Referring expression data:
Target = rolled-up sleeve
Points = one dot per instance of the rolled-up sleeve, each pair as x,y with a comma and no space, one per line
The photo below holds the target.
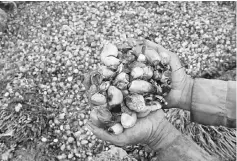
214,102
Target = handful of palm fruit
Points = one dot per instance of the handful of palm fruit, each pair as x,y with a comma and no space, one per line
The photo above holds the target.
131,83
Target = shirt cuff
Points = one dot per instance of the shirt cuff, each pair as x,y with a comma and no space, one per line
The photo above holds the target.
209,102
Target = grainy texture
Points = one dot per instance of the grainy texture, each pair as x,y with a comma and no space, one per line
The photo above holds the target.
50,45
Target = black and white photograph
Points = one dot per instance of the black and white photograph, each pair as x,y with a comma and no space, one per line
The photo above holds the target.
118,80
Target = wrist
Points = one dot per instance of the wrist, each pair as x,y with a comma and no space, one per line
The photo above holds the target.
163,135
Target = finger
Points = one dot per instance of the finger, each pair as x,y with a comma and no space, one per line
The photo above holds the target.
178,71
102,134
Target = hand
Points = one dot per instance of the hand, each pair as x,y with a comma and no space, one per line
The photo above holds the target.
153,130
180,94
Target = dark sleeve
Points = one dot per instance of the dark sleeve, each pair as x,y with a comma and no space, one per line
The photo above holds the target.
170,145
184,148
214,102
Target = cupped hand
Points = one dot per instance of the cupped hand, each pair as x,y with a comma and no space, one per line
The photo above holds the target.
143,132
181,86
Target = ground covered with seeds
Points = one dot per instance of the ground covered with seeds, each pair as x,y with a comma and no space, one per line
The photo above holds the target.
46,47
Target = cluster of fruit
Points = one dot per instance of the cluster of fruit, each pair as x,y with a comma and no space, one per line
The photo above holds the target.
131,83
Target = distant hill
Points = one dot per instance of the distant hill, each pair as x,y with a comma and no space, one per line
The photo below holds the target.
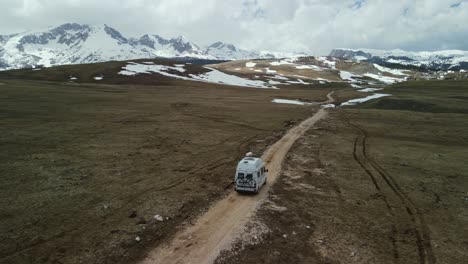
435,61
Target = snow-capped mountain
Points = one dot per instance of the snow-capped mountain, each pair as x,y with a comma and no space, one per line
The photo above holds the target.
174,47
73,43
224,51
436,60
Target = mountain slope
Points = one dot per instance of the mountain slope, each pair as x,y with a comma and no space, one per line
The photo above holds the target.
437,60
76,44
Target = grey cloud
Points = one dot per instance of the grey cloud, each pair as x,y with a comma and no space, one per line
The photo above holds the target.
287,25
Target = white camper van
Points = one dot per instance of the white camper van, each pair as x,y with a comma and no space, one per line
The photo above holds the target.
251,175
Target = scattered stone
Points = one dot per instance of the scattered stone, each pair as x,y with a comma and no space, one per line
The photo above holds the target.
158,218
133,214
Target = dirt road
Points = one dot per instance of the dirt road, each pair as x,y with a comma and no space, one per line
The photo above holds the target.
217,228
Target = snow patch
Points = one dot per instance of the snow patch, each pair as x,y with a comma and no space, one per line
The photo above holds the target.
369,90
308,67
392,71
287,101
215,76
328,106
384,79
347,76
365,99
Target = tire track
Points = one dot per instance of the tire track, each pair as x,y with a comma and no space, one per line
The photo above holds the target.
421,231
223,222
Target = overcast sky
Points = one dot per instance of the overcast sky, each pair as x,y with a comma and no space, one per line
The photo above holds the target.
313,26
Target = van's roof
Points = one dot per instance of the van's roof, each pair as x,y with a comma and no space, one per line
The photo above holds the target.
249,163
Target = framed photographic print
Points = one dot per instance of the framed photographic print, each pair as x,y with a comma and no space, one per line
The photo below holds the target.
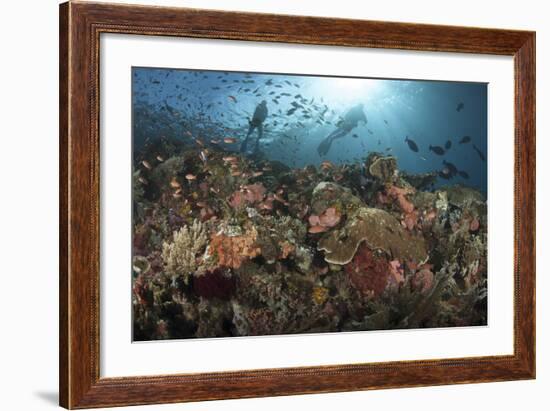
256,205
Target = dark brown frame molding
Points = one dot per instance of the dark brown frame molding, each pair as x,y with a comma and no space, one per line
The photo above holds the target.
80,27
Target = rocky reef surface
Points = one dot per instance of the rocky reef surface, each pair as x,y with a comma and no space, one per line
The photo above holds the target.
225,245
---
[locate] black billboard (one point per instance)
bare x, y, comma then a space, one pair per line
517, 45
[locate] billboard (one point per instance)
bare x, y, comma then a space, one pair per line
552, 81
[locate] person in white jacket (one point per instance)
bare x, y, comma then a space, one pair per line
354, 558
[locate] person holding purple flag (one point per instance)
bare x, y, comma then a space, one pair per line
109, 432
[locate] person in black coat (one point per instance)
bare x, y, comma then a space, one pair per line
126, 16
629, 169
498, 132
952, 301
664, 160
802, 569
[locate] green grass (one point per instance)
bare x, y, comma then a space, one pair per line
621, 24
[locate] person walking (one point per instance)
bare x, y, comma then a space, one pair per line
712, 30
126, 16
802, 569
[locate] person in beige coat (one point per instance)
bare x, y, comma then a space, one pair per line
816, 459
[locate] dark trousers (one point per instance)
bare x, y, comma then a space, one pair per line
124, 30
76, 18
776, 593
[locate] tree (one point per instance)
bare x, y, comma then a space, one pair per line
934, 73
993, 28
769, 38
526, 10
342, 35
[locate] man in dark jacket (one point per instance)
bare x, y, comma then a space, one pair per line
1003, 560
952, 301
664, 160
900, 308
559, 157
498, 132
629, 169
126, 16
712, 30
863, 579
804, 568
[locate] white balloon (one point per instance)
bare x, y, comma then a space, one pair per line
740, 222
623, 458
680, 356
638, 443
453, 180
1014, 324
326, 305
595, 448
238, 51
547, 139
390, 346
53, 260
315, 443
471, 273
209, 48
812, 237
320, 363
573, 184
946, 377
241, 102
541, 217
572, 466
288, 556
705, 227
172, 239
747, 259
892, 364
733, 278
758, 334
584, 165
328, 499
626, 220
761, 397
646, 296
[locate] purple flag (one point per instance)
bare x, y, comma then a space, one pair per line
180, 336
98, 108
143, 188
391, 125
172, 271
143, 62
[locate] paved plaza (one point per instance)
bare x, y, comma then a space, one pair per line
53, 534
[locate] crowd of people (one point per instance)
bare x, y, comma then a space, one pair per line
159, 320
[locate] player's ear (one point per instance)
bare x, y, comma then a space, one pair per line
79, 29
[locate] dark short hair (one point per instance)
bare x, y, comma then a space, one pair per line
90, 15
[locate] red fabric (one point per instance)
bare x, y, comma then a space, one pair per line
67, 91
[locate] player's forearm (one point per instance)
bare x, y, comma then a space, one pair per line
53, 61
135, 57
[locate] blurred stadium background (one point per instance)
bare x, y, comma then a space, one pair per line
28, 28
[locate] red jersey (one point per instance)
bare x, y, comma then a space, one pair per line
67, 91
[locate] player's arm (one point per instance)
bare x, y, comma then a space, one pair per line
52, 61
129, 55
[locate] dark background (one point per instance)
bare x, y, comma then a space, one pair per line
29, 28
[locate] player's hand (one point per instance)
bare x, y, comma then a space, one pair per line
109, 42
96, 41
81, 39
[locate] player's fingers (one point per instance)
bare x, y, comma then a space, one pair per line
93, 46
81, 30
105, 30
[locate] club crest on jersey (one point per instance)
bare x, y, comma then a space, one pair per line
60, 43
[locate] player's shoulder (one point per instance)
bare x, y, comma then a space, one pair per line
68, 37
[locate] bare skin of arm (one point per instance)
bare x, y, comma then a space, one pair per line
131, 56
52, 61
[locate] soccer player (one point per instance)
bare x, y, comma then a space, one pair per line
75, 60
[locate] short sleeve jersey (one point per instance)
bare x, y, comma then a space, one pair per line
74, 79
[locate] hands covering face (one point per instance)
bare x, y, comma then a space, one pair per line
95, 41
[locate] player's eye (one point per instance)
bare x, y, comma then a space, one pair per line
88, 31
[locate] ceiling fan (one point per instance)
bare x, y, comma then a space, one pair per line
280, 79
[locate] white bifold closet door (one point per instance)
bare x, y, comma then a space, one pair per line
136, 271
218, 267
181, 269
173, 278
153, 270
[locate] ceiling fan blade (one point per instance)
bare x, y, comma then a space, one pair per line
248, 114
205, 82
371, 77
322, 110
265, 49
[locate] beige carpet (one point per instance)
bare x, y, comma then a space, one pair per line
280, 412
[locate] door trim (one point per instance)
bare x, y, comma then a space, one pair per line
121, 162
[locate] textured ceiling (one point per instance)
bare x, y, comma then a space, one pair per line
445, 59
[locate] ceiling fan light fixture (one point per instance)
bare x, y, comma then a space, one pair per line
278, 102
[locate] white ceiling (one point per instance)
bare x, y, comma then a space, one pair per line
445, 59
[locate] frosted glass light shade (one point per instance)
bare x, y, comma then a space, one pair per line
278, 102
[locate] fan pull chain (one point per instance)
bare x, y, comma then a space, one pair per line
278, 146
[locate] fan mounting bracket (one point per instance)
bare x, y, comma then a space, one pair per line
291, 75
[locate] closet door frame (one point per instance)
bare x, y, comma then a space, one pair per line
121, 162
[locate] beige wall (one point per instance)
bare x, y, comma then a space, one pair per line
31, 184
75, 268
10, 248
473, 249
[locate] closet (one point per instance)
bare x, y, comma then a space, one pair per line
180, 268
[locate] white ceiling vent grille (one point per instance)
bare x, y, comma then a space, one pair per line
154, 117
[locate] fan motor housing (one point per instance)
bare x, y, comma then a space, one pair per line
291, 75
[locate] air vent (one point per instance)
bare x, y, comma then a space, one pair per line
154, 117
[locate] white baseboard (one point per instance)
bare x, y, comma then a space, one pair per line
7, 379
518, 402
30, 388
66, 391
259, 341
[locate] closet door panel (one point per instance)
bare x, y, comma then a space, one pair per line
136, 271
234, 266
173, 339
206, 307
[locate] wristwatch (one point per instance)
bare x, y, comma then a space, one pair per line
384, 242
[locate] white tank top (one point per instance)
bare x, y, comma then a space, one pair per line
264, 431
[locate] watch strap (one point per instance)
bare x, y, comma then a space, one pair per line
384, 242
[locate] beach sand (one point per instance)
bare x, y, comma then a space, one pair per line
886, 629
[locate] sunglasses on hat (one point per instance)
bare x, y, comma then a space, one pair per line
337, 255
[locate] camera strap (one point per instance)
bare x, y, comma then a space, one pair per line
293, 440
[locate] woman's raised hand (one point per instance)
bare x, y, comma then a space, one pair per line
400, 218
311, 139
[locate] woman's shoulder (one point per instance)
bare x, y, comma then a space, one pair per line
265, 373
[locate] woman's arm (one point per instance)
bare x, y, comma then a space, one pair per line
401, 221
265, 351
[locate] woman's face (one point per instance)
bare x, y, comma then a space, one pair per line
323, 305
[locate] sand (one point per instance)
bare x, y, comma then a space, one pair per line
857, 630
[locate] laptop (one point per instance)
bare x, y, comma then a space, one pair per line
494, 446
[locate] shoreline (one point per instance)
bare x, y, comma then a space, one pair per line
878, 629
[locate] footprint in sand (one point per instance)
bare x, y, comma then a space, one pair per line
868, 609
---
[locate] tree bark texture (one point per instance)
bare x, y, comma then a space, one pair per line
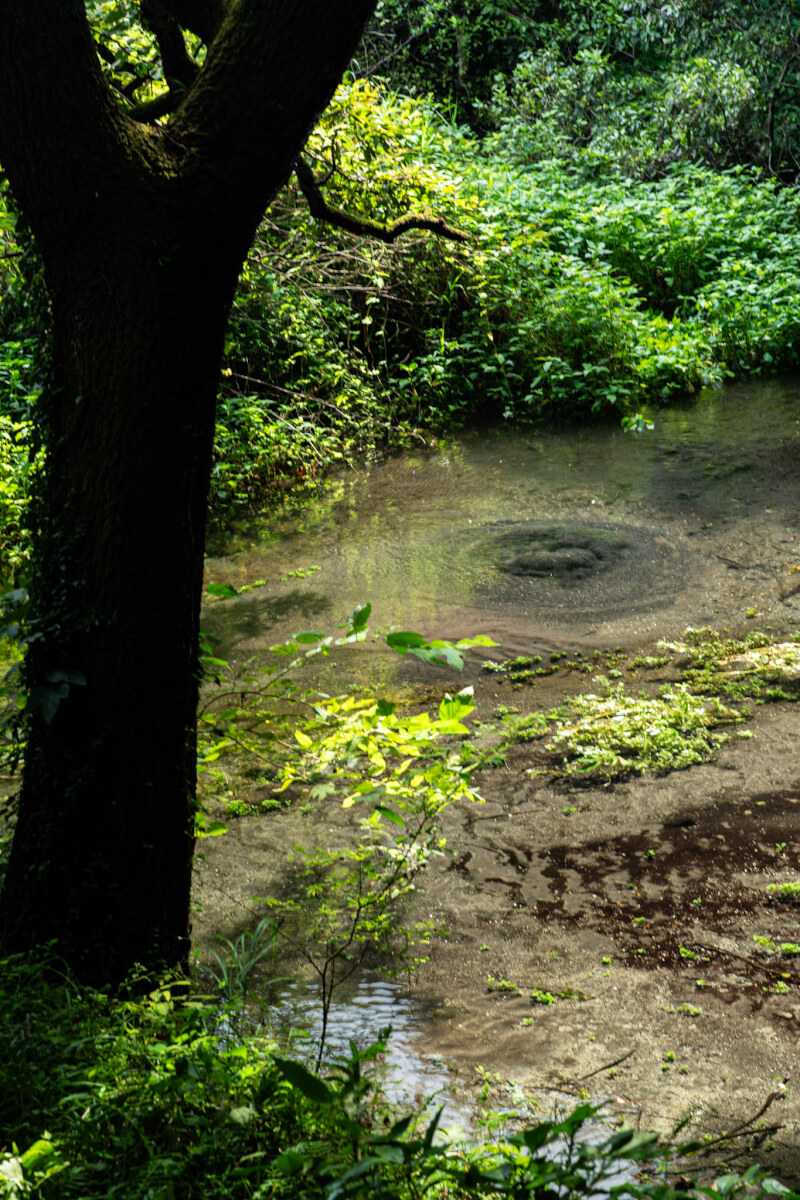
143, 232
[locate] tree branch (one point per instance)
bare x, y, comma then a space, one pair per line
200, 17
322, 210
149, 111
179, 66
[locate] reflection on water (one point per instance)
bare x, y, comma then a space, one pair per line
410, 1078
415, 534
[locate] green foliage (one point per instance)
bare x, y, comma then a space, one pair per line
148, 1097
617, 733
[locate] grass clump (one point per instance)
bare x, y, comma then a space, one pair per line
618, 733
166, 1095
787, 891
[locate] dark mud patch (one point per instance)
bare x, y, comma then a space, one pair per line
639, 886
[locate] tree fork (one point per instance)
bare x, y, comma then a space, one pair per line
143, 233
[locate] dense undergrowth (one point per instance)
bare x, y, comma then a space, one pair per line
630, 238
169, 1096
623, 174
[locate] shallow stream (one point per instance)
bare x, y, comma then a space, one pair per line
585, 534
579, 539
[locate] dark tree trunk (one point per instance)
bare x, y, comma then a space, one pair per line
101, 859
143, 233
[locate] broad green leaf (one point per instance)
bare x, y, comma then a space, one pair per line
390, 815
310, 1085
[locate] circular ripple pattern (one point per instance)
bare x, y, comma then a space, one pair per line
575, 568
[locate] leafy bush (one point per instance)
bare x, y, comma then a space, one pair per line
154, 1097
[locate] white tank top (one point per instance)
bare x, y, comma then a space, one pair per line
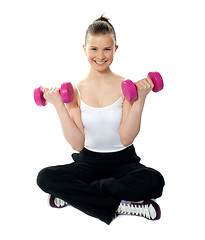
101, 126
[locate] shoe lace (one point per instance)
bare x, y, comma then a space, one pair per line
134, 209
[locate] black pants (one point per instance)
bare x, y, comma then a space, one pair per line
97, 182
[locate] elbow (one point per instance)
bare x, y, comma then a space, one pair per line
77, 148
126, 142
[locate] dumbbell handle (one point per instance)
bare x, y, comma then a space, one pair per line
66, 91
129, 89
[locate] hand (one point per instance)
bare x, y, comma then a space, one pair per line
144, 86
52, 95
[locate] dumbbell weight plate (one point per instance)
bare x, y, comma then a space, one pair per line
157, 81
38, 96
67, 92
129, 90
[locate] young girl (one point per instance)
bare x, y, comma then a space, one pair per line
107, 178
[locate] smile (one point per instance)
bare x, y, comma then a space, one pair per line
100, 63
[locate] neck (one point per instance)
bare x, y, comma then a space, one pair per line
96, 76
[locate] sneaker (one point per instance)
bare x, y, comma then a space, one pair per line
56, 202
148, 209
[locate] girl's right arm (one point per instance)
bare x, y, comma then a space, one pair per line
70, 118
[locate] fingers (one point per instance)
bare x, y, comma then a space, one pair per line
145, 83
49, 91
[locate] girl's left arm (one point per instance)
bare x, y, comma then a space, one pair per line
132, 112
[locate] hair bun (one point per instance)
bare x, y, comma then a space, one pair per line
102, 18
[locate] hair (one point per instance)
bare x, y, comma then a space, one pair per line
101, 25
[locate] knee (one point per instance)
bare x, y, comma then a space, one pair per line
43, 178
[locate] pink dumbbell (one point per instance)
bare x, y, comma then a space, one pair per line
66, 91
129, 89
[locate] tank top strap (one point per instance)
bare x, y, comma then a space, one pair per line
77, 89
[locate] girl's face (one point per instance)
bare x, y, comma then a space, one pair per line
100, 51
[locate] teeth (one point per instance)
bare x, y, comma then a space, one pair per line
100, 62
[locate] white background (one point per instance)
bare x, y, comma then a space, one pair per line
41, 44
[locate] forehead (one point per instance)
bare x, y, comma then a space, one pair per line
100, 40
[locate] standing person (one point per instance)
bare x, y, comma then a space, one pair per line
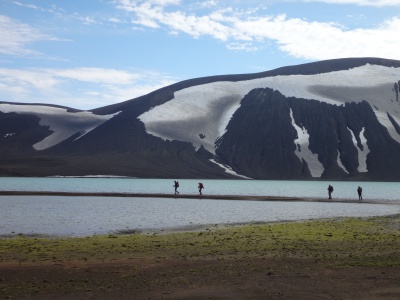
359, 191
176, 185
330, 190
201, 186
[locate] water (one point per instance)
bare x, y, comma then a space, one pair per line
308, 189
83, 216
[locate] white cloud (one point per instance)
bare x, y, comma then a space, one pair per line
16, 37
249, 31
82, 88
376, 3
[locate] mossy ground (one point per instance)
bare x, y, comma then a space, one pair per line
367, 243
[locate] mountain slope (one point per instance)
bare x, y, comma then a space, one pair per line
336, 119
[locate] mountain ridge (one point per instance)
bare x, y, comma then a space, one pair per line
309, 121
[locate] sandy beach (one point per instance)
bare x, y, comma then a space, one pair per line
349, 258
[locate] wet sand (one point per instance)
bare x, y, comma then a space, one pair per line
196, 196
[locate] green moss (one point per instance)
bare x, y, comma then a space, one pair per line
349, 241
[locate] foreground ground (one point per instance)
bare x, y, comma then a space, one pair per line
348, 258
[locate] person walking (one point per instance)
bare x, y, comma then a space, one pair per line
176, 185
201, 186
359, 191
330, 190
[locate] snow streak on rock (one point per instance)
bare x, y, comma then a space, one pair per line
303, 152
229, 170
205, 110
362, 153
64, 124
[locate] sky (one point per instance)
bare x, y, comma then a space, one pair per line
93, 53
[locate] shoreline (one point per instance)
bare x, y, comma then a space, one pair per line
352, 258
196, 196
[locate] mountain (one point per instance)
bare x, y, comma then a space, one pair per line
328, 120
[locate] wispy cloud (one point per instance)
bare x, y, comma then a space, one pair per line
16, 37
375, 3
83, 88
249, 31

=== Task description ===
If a line in the entries contains the word "purple", copy that line out.

=== Reply to the exercise ===
[locate] person holding purple flag (one point per instance)
[locate] purple flag (one point per instance)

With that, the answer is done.